-- Begin Excerpt to read --

Zebaish () is a 2020 Pakistani television series premiered on 12 June 2020 on Hum TV. It is written by Bushra Ansari, directed by Iqbal Hussain and produced by Momina Duraid under their banner MD Production. Based on the life of actors in the film industry, it features Zara Noor Abbas, Asad Siddiqui, Zoya Nasir, Bushra Ansari, Asma Abbas and Babar Ali.

Plot 
The show highlights certain issues of Pakistani society including the backwardness of certain areas of Pakistan where people like Pirzada Wasif; being "Pir" think that they can run the society according to their own opinions and views and can dominate other people on this basis. The other issue is regarding the film industry of Pakistan where certain women like Pirzadi Noushaba deviate from the right path and for the sake of getting fame, sacrifice their loved ones and their morals and start walking on the wrong path.

-- End Excerpt to read --
-- Begin Data supplied --

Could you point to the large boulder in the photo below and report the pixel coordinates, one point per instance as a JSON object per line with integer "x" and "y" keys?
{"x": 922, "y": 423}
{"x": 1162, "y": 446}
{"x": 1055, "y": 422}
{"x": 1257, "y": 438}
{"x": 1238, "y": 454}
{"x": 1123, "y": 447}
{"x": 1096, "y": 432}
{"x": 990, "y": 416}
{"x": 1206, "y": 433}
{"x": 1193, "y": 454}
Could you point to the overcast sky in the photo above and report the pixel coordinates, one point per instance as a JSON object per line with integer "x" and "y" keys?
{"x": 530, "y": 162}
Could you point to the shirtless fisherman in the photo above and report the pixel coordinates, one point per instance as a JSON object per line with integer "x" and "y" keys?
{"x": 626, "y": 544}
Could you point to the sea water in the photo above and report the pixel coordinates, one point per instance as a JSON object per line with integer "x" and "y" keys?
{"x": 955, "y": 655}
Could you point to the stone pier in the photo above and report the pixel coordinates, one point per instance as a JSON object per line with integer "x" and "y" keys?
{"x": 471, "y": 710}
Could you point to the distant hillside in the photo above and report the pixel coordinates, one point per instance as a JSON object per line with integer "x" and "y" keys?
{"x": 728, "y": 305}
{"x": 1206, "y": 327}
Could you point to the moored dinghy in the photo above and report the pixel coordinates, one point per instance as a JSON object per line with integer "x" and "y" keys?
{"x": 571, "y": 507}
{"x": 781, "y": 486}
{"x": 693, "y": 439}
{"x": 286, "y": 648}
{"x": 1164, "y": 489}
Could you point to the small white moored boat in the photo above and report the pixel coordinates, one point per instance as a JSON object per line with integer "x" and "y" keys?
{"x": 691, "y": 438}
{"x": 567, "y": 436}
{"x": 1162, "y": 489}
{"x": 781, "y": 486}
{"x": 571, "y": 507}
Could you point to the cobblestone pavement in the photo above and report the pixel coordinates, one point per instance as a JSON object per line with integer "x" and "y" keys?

-- End Data supplied --

▶ **Parts of the exercise**:
A - Copy the Zebaish passage in full, word for word.
B - Please write out the listing verbatim from the line containing "Could you point to the small" through its last line, including both ends.

▶ **Answers below**:
A -
Zebaish () is a 2020 Pakistani television series premiered on 12 June 2020 on Hum TV. It is written by Bushra Ansari, directed by Iqbal Hussain and produced by Momina Duraid under their banner MD Production. Based on the life of actors in the film industry, it features Zara Noor Abbas, Asad Siddiqui, Zoya Nasir, Bushra Ansari, Asma Abbas and Babar Ali.

Plot 
The show highlights certain issues of Pakistani society including the backwardness of certain areas of Pakistan where people like Pirzada Wasif; being "Pir" think that they can run the society according to their own opinions and views and can dominate other people on this basis. The other issue is regarding the film industry of Pakistan where certain women like Pirzadi Noushaba deviate from the right path and for the sake of getting fame, sacrifice their loved ones and their morals and start walking on the wrong path.

B -
Could you point to the small white moored boat in the photo above and report the pixel coordinates, one point per instance as a JSON object per line with integer "x" and "y" keys?
{"x": 691, "y": 438}
{"x": 567, "y": 436}
{"x": 1162, "y": 489}
{"x": 781, "y": 486}
{"x": 571, "y": 507}
Could you point to the cobblestone pavement in the photo above and report the pixel coordinates, one point per instance as a JSON object per line with integer "x" and "y" keys?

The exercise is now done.